= To be done =
Please return the full listing below without altering anything.

= Material provided =
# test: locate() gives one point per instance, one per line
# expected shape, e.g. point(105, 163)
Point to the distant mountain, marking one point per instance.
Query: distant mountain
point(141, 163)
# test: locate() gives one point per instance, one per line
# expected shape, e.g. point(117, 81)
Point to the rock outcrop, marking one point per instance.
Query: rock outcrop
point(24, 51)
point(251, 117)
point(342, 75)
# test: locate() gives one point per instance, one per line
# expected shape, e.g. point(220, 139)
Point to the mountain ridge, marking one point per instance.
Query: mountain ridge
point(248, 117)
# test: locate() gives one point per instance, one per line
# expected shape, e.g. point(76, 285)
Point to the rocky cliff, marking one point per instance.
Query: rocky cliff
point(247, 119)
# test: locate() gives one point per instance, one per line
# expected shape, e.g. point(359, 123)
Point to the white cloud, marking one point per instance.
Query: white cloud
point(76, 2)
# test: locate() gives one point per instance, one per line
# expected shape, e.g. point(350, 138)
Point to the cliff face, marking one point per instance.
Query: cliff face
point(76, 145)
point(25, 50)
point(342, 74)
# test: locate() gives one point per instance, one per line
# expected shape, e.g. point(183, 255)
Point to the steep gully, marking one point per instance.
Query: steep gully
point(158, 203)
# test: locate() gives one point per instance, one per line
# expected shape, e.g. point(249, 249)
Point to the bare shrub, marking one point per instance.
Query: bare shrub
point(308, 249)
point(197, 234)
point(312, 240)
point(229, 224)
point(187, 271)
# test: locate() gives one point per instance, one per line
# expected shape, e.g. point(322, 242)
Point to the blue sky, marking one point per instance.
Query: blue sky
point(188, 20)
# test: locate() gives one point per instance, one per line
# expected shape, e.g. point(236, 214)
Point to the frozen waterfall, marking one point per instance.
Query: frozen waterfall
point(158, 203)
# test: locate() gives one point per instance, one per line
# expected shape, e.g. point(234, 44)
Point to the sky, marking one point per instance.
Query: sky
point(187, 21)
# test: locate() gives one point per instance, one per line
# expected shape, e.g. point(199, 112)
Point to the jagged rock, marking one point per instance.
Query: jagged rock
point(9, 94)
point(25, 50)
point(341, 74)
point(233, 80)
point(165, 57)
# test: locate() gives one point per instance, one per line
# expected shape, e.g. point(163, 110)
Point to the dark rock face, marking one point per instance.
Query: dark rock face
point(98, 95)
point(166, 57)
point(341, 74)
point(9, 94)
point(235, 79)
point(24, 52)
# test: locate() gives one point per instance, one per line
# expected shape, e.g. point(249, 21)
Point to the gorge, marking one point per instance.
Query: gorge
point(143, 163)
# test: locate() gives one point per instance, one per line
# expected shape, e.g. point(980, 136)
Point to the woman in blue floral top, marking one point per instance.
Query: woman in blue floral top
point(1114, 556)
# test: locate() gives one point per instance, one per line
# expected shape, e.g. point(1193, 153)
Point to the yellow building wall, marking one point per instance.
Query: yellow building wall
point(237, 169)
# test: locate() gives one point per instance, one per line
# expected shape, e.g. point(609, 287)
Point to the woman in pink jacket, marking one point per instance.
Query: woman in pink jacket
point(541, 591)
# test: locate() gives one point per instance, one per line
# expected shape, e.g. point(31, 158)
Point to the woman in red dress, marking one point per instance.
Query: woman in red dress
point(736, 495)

= Answer to the exercise =
# test: locate() gives one point per instance, one per line
# expected shape, e.g. point(105, 163)
Point to the distant mountain, marking one point per instance.
Query: distant mountain
point(141, 163)
# test: locate() gives one point per instance, one per line
# expected shape, e.g. point(117, 81)
Point to the rock outcrop, marking one point per instance.
Query: rock outcrop
point(24, 51)
point(251, 117)
point(342, 75)
# test: locate() gives one point per instance, one per line
# expected shape, e.g. point(220, 139)
Point to the mountain ridge, marking one point per instance.
Query: mountain ridge
point(248, 117)
# test: locate() gives one point per instance, one per line
# expected shape, e.g. point(76, 285)
Point to the rocky cliff, marking one point per instance.
Query: rocky cliff
point(247, 119)
# test: locate() gives one point per instance, one per line
# expected shape, e.g. point(359, 123)
Point to the white cloud, marking one point per instance.
Query: white cloud
point(76, 2)
# test: locate() gives one point per instance, one per line
# expected shape, e.g. point(350, 138)
Point to the cliff face, marking one point per instance.
Query: cliff face
point(76, 145)
point(25, 50)
point(342, 74)
# test: locate() gives one point per instance, one per line
# expected shape, e.g. point(183, 255)
Point to the steep gully, marking one point per instance.
Query: steep gully
point(158, 203)
# test: locate() gives one point per instance, one per line
# expected shape, e.g. point(249, 249)
Point to the bare shrub, marking one point per instance.
Query: bare shrub
point(308, 249)
point(197, 234)
point(312, 240)
point(229, 224)
point(187, 271)
# test: locate() gives one point per instance, one per line
# expected shape, e.g. point(322, 242)
Point to the blue sky, marking one point per instance.
Query: blue sky
point(188, 20)
# test: locate() gives one point per instance, one per line
# expected shape, e.g. point(236, 214)
Point to the frozen waterfall, marking one point per instance.
Query: frozen waterfall
point(158, 203)
# test: locate() gives one point per instance, one per line
# expected shape, e.g. point(234, 44)
Point to the sky, marking one point per instance.
Query: sky
point(187, 21)
# test: locate() gives one point per instance, one per line
# expected shape, e.g. point(199, 112)
Point to the jagged rock, marking one point per instance.
Query: jagged rock
point(9, 94)
point(25, 50)
point(341, 74)
point(233, 80)
point(165, 57)
# test: locate() gives one point per instance, one per line
# expected shape, e.g. point(163, 110)
Point to the dark rock face, marking one point per instance.
Query: dark rock face
point(98, 95)
point(166, 57)
point(341, 74)
point(9, 94)
point(235, 79)
point(24, 52)
# test: locate() gives one point per instance, one per line
# expected shape, e.g. point(249, 21)
Point to the gorge, marking one point per instance.
Query: gorge
point(143, 163)
# test: locate() gives one point per instance, one per line
# expected shape, e.g. point(980, 136)
Point to the woman in blue floral top, marking one point per instance.
Query: woman in blue floral top
point(1114, 556)
# test: locate() gives one point per instance, one per line
# expected shape, e.g. point(1193, 153)
Point to the yellow building wall, marking one point per instance.
Query: yellow building wall
point(237, 169)
# test: locate() gives one point per instance, one per line
# expected shape, e.g. point(609, 287)
Point to the woman in pink jacket, marking one point per instance.
Query: woman in pink jacket
point(541, 591)
# test: locate() gives one point per instance, one per line
# expected shape, e.g. point(31, 158)
Point to the woman in red dress, marking one point per instance.
Query: woman in red dress
point(736, 495)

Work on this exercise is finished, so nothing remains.